_Exercise aim_
From the line that contains "Target: window air conditioner" to the final line of the entries below, write out every line exactly as it appears, and nothing else.
★ ★ ★ ★ ★ ★ ★
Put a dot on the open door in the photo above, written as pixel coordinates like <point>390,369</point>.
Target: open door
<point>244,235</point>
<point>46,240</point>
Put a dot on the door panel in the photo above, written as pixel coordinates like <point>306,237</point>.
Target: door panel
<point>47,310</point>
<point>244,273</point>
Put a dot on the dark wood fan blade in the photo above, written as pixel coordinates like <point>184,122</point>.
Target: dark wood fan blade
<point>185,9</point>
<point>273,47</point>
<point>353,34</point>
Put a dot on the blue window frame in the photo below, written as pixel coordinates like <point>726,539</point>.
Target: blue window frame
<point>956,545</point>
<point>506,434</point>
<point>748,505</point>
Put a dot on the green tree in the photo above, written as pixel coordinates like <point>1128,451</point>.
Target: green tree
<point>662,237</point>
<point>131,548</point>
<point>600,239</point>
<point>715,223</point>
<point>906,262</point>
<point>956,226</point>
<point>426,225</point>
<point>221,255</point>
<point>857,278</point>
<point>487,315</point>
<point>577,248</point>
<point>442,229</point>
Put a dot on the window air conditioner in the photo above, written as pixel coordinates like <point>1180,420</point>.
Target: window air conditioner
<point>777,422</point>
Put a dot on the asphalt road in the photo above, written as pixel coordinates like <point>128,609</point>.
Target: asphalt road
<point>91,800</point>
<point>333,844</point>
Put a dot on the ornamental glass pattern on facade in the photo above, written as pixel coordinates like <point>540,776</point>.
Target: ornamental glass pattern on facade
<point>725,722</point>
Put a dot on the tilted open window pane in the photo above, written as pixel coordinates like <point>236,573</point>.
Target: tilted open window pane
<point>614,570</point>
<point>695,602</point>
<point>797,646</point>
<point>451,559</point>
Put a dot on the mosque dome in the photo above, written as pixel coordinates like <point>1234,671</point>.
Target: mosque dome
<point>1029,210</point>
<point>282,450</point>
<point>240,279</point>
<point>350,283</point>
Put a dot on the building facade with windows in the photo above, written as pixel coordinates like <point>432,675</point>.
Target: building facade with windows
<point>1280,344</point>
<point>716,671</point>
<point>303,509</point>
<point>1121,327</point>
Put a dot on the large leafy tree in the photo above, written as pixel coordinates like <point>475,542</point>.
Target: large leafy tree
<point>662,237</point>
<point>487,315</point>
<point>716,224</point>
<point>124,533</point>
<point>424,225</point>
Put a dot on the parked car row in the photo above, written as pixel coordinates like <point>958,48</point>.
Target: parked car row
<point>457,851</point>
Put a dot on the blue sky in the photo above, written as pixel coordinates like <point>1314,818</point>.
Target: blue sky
★ ★ ★ ★ ★ ★ ★
_Answer to this exercise_
Target: window air conditioner
<point>777,422</point>
Put a dot on the asphalt road in the photo above, written as pixel coordinates like <point>128,609</point>.
Target: asphalt road
<point>91,800</point>
<point>333,844</point>
Put a dot on the ornamental glass pattern on facade in the photo above, written as pixel coordinates like <point>540,776</point>.
Target: ornamental glass pattern on facade
<point>725,722</point>
Put a dot on the tilted open window pane in the photo above, written as pixel coordinates like <point>236,573</point>.
Target: tilted open window pane
<point>614,570</point>
<point>695,602</point>
<point>797,646</point>
<point>451,559</point>
Put a dot on the mosque dome in the photo above, written as pixel coordinates like <point>1234,671</point>.
Target: mosque dome
<point>1029,210</point>
<point>282,450</point>
<point>240,279</point>
<point>350,283</point>
Put a dot on the building facade with windows in the photo above, written as pixel coordinates like <point>432,675</point>.
Target: building facade with windows
<point>1280,344</point>
<point>716,671</point>
<point>303,509</point>
<point>1121,327</point>
Put a dot on the large leafy tree in the photo above, written as pixel coordinates like <point>475,542</point>.
Target: large leafy tree
<point>662,237</point>
<point>487,315</point>
<point>716,224</point>
<point>124,533</point>
<point>424,225</point>
Put a dot on the parked car row in the photo above, written as pixel coordinates like <point>958,48</point>.
Target: parked car row
<point>457,851</point>
Put a dot on the blue sky in the photo above, written as pixel coordinates like <point>1314,818</point>.
Target: blue sky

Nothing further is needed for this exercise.